◆ Requirements: Please extract every line below word for word, leaving out the pictures.

◆ Data rows:
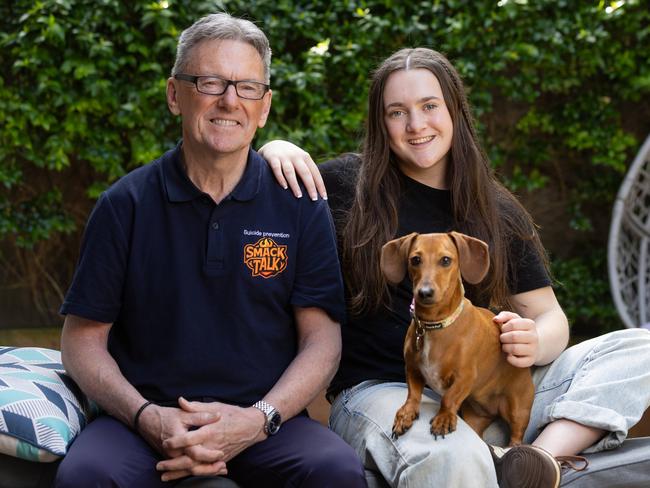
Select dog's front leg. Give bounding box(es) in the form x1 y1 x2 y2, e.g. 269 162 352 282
431 374 475 439
392 362 424 439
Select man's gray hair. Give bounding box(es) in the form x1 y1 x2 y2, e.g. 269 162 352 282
172 13 271 83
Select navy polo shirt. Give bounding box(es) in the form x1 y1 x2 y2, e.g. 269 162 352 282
61 147 345 405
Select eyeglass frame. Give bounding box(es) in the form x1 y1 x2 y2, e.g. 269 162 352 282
174 73 271 100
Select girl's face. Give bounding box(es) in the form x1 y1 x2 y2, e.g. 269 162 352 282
384 68 454 189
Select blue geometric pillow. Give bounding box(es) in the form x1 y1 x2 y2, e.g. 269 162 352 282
0 346 96 462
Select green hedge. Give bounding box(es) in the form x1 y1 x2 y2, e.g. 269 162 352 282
0 0 650 332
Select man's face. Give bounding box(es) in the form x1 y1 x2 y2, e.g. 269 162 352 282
167 40 271 160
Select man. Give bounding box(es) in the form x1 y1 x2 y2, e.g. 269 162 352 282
57 14 365 487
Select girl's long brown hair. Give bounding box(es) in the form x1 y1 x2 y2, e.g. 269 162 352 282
342 48 547 314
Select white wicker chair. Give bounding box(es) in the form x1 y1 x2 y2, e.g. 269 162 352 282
607 132 650 327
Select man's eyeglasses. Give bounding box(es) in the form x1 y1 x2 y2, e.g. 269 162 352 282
174 73 271 100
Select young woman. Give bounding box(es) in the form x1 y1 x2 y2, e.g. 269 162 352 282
260 48 650 488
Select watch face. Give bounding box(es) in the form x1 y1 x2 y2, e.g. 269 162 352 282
266 412 282 435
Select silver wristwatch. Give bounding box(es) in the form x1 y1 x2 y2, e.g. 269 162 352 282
253 400 282 435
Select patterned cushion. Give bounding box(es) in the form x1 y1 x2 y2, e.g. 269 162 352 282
0 346 91 462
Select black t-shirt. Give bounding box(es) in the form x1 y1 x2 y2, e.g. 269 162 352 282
319 155 551 395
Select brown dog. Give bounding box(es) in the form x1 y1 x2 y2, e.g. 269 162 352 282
381 232 534 445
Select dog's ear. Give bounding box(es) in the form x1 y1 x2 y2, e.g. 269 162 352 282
449 232 490 285
379 232 418 284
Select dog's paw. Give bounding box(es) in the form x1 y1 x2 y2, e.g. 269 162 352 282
431 412 458 440
391 407 419 440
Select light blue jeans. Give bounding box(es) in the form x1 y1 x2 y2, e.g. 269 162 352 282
330 329 650 488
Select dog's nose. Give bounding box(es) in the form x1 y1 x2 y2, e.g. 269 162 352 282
418 286 433 300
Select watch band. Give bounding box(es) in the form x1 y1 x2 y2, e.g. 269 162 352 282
253 400 282 436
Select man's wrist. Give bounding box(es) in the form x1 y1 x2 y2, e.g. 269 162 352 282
253 400 282 436
133 400 153 432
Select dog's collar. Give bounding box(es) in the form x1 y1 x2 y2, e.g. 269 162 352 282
409 282 465 351
410 298 465 330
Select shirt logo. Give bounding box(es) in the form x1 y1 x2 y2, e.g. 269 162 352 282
244 237 289 278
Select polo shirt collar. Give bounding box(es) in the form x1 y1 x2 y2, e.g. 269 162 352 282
162 143 266 202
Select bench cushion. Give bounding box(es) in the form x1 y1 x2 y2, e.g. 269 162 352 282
0 346 92 462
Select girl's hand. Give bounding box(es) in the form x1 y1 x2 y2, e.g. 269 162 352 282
258 140 327 200
493 311 539 368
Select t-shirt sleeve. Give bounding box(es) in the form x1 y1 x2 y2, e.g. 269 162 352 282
508 233 552 294
291 196 345 323
60 193 128 323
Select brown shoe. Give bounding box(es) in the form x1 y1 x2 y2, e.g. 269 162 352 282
489 445 589 488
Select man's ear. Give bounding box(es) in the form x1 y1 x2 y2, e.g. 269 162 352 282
167 78 181 115
257 90 273 129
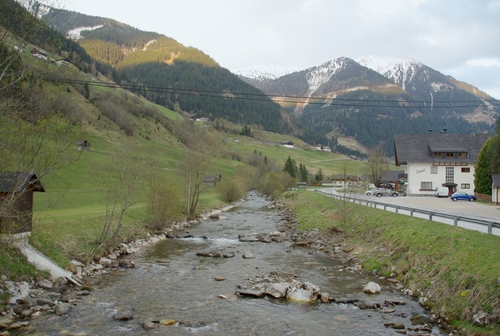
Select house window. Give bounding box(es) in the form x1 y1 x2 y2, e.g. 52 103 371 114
446 167 455 183
420 182 433 190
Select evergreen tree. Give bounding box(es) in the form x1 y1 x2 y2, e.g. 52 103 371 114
299 163 309 182
474 138 491 195
314 168 323 182
283 156 297 178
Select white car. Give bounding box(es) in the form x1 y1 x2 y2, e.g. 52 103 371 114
365 188 399 197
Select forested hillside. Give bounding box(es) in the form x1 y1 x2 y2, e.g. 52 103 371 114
243 57 499 154
45 10 316 139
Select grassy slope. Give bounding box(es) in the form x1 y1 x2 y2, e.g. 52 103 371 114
285 192 500 335
24 69 376 268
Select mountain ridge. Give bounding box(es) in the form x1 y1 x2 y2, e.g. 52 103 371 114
240 55 500 154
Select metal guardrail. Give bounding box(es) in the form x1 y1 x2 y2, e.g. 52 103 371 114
316 189 500 234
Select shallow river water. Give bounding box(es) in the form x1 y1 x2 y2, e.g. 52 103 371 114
22 194 440 335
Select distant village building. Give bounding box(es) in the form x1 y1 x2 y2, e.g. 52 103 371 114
0 172 45 235
30 48 48 60
203 174 222 187
491 174 500 205
75 140 90 152
394 133 490 196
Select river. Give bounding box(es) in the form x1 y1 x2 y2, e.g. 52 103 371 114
19 194 441 335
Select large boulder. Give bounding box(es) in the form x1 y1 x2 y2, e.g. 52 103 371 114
286 281 320 302
363 281 381 294
266 282 291 299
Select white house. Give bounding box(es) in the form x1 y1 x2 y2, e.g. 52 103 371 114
394 133 490 196
491 174 500 205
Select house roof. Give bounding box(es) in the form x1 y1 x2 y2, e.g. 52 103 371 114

◆ Final answer:
Select dog's front leg. Give bounding box(es) in the form x1 y1 x2 y2, e.g. 269 162 352 282
431 374 475 439
392 362 424 439
Select man's gray hair. Give bounding box(es) in the form x1 y1 x2 y2, e.g. 269 162 352 282
172 13 271 83
Select navy polo shirt. Give bounding box(es) in the form x1 y1 x2 y2, e.g. 269 162 352 282
61 147 345 405
Select eyeglass frame. Give bounding box(es) in the form x1 y1 x2 y2, e.g. 269 162 352 282
174 73 271 100
Select girl's face. Give bounding box(es) in the form x1 y1 x2 y2, e.g. 269 162 352 282
384 68 454 189
Select blue geometric pillow. Give bounding box(es) in the form x1 y1 x2 y2, e.g. 269 162 352 282
0 346 96 462
Select green hedge. Give bounding box(es) in the form x1 y1 x2 y2, e.g. 269 162 352 282
0 0 650 332
Select man's face. Give bounding box(es) in the form x1 y1 x2 y2, e.g. 269 162 352 282
167 40 271 160
Select man. Give bounding box(es) in the form x1 y1 x2 y2, e.g. 269 162 352 282
57 14 365 487
Select girl's long brown hair. Give bounding box(es) in the form x1 y1 x2 y2, e.g. 269 162 352 282
342 48 547 314
Select white wicker chair. Give bounding box(es) in the form x1 y1 x2 y2, e.g. 269 162 352 282
607 132 650 327
Select man's eyeglasses. Give bounding box(es) in the form x1 y1 x2 y2, e.g. 269 162 352 282
174 73 271 100
Select young woman. Give bounding box(es) in the form x1 y1 x2 y2, e.g. 269 162 352 282
260 48 650 488
Select watch face. Give bounding box(es) in the form x1 y1 x2 y2, e.g. 269 162 352 282
266 412 282 435
Select silver wristwatch. Give bounding box(es) in the form x1 y1 x2 y2, e.g. 269 162 352 282
253 400 282 435
Select patterned cushion. Give bounding box(es) in the form x1 y1 x2 y2, e.g. 269 162 352 282
0 346 91 462
Select black t-shirt. Give bounding box(es) in the form x1 y1 x2 y2, e.g. 269 162 352 282
319 155 551 395
Select brown dog. Give bounding box(es) in the form x1 y1 x2 y2, e.g. 269 162 352 282
381 232 534 445
Select dog's ear. Give bounding box(es) in the form x1 y1 x2 y2, e.g. 269 162 352 282
449 232 490 285
379 232 418 284
Select dog's paw. Give bounding box(es) in the form x1 y1 x2 y2, e.g. 269 162 352 282
431 412 458 440
391 407 419 440
Select light blue jeans. Give bounding box(es) in the form x1 y1 x2 y2, e.g. 269 162 352 282
330 329 650 488
Select dog's nose. Give bounding box(es) in the form x1 y1 x2 y2, e.g. 269 162 352 282
418 286 433 300
Select watch band. Give bounding box(es) in the form x1 y1 x2 y2, e.g. 269 162 352 282
253 400 282 436
Select man's wrist. Give bounding box(es) in the form x1 y1 x2 y2, e.g. 269 162 352 282
253 400 282 436
133 400 153 432
Select dog's collar. Give bounding box(es) in the form x1 y1 x2 y2, e.g. 269 162 352 282
409 282 465 351
410 298 465 330
Select shirt logo. Give bounding box(es) in the form x1 y1 x2 y2, e.g. 269 162 352 282
244 237 289 278
Select polo shirt collar. Give bounding box(es) in the form x1 y1 x2 y2, e.g. 269 162 352 282
162 143 266 202
Select bench cushion. Give bounding box(es) in the form x1 y1 x2 y2, e.g. 269 162 352 282
0 346 92 462
Select girl's hand. Give bounding box(es) in the form x1 y1 x2 y2, e.g. 269 162 352 282
258 140 327 200
493 311 539 368
Select t-shirt sleeve. Give bounding box(es) in the form x1 y1 x2 y2, e.g. 269 162 352 282
508 233 552 294
291 196 345 323
60 193 128 323
Select brown shoe. Give bounding box(es) in the form x1 y1 x2 y2, e.g. 269 162 352 282
489 445 589 488
Select man's ear. Give bounding box(es) in the form x1 y1 x2 y2, e.g. 269 162 352 282
167 78 181 115
257 90 273 129
Select house window. Give bounding box(es) in the form x1 y1 x2 y2, e.g. 52 103 371 114
446 167 455 183
420 182 433 190
Select evergreen tree. Give bounding box(es) in the form x1 y1 x2 y2, e.g. 52 103 371 114
299 163 309 182
474 138 491 195
314 168 323 182
283 156 297 178
Select white car. Give bounding box(es) in the form x1 y1 x2 y2, e.g. 52 103 371 114
365 188 399 197
Select forested hillside. Give bounding box(es) in the form x1 y1 x2 y2, e.g. 52 103 371 114
243 57 499 154
45 10 316 139
Select grassy slope. Give bounding box(es) in the form x1 y1 x2 y2, e.g. 52 103 371 114
285 192 500 335
24 69 376 268
Select mountain ridge. Give bounding box(es) in the form x1 y1 x2 y2, e.g. 52 103 371 114
240 55 500 154
Select metal guardrail. Give bounding box(es) in the form x1 y1 x2 y2, e.g. 52 103 371 114
316 189 500 234
Select shallow river water. Give bounding box(es) in the form x1 y1 x2 y2, e.g. 52 103 371 114
22 194 440 335
Select distant village building. Give bounding box(es) in the form x1 y1 x2 y2, e.g. 52 103 371 114
0 172 45 235
30 48 48 60
203 174 222 187
491 174 500 205
75 140 90 152
394 133 490 196
Select river. Give bounding box(es) in the form x1 y1 x2 y2, e.g. 52 103 371 114
19 194 441 335
Select large boulder. Give bounding box(es) in the form x1 y1 x2 y2, e.g. 52 103 371 114
286 281 320 302
363 281 381 294
266 282 291 299
Select white house. Give bounding box(es) in the form x1 y1 x2 y2, e.g. 52 103 371 114
394 133 490 196
491 174 500 205
Select house roof. Give bounding box(es) in the form x1 y1 x2 y2, e.g. 52 103 371 114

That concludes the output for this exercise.